SET TASK: The passage on business Web site content below names several functions of a business Web site that it calls laudable and important. List every one of them.

SELECTED PASSAGE:
────────────────────
What is absolutely the most important task your company's Web site must accomplish? If your answer to this question sounds something like, "to promote our business, products, or services"...think again!

Sales, marketing, and PR are laudable and important functions of a business Web site. However, none of these can possibly take place unless a site manages to attract traffic -- particularly repeat visitors. Therefore, the first task of any Web site should be to give the target audience an excellent reason to visit, and to keep them coming back. Everything else you want your site to accomplish will follow from that.

Web users are an infinitely diverse group, but they generally have two things in common:

* They want - and expect to find - content that reflects their interests, needs, and perspectives. (Sites that are little more than online ads or brochures rarely fit the bill.)

* If they don't find what they consider to be good content on your site, they'll leave pretty quickly and probably won't ever come back.

A brand-new study from Forrester Research Inc. (one of the big names in new-media research) confirms this observation. Forrester recently polled 8,600 Web-using households and discovered why these people keep returning to their favorite Web sites. As the results below indicate, content is - by a long shot - the strongest "draw."
────────────────────
RECORDS PROVIDED:
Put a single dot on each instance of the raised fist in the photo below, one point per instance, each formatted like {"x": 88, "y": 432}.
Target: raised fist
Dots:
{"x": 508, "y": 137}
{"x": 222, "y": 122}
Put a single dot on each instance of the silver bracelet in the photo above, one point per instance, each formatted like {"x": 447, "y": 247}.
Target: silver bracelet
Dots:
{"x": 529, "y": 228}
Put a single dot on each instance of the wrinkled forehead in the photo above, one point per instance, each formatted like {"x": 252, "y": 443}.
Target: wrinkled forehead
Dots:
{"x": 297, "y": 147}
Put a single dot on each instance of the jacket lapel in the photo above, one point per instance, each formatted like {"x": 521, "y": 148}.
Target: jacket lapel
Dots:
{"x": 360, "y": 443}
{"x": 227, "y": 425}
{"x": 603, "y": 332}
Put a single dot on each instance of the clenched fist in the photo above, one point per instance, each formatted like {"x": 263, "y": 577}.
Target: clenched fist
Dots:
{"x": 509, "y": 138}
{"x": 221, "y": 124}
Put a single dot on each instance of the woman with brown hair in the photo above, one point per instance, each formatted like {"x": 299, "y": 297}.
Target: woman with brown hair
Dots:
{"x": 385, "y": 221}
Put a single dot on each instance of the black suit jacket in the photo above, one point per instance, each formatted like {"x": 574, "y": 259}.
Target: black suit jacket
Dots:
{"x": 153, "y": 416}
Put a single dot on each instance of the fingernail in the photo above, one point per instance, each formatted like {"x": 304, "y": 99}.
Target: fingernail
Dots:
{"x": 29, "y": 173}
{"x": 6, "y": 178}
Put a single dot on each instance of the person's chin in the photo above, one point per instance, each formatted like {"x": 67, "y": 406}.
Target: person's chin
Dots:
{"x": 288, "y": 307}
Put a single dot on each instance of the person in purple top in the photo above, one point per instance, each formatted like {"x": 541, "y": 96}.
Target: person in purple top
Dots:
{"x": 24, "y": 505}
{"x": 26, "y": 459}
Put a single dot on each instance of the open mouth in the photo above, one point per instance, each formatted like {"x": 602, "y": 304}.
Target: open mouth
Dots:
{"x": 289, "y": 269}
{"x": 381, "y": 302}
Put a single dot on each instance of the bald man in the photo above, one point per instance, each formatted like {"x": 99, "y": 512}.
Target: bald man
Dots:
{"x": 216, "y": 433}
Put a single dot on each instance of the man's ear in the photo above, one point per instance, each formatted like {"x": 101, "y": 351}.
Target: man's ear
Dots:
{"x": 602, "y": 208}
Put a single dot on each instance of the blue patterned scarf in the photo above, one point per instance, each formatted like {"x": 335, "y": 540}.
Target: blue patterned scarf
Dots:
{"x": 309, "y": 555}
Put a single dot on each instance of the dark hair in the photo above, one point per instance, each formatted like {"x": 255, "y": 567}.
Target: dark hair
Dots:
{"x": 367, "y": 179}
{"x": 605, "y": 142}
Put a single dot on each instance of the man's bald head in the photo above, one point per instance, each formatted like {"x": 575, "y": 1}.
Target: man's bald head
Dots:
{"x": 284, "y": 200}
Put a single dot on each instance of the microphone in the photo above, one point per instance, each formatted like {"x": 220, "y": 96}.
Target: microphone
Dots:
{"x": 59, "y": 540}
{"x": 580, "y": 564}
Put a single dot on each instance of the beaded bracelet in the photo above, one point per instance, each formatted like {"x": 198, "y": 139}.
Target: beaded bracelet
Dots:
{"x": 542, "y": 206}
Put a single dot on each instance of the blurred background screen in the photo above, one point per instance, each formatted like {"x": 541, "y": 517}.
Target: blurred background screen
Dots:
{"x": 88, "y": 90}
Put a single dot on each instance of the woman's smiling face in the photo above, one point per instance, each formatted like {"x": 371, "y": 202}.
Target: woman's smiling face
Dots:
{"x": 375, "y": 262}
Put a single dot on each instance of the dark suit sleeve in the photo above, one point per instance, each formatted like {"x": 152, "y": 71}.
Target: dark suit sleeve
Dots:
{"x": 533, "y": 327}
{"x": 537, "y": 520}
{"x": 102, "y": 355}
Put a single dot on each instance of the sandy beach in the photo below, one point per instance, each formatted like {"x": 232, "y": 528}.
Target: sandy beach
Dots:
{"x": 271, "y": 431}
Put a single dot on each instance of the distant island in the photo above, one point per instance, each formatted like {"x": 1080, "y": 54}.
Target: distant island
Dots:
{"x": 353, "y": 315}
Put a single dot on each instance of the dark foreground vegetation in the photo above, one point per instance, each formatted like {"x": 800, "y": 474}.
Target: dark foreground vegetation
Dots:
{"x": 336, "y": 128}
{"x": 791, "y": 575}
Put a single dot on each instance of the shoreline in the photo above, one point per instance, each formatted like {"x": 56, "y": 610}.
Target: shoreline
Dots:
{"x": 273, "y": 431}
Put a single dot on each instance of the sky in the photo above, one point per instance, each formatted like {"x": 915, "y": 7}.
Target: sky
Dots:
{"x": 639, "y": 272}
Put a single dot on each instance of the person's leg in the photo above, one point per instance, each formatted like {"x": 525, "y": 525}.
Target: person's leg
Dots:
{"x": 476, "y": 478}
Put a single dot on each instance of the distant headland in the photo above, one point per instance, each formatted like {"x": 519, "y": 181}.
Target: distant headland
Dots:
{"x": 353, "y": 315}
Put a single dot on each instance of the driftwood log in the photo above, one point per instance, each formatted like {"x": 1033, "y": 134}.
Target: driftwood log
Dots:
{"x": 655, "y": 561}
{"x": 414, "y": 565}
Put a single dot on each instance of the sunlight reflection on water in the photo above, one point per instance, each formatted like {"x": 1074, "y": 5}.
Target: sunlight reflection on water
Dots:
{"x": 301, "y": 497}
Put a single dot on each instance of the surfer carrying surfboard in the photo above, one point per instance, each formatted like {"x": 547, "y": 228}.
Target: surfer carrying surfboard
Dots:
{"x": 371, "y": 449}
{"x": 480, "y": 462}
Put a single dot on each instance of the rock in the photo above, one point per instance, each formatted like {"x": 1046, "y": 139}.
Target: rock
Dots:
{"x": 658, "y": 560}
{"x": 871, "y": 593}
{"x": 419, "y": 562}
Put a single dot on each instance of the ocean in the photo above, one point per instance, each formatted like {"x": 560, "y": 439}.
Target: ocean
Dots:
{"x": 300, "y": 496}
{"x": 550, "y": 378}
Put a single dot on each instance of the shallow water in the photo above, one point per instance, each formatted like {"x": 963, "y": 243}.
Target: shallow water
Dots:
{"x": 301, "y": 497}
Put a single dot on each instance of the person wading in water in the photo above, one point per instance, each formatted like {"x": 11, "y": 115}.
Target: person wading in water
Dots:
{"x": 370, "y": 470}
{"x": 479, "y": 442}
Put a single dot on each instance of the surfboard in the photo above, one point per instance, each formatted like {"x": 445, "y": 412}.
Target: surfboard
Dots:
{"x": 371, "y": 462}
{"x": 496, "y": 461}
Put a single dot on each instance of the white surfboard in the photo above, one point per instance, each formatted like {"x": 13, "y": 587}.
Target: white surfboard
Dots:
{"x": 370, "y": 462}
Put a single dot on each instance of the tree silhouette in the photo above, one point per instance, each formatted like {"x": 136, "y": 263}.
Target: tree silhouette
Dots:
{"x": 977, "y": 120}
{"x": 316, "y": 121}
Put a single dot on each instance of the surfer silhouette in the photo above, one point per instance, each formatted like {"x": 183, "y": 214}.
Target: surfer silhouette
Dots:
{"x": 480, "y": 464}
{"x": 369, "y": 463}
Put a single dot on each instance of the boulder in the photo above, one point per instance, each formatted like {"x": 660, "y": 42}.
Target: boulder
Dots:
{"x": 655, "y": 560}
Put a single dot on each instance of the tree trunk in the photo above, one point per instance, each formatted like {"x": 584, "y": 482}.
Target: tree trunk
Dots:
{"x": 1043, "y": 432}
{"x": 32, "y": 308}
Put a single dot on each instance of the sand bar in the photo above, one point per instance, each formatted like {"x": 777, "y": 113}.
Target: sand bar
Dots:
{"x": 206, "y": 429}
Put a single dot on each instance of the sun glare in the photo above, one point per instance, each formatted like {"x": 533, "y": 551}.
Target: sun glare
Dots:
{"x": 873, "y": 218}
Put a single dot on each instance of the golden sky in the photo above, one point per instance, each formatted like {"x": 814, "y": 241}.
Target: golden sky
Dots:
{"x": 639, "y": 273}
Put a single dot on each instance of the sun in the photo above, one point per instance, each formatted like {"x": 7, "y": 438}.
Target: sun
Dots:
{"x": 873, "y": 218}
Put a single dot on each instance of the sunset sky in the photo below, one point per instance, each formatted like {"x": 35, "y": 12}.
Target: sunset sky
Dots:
────────────────────
SOLVED PROBLEM: Sales, marketing, and PR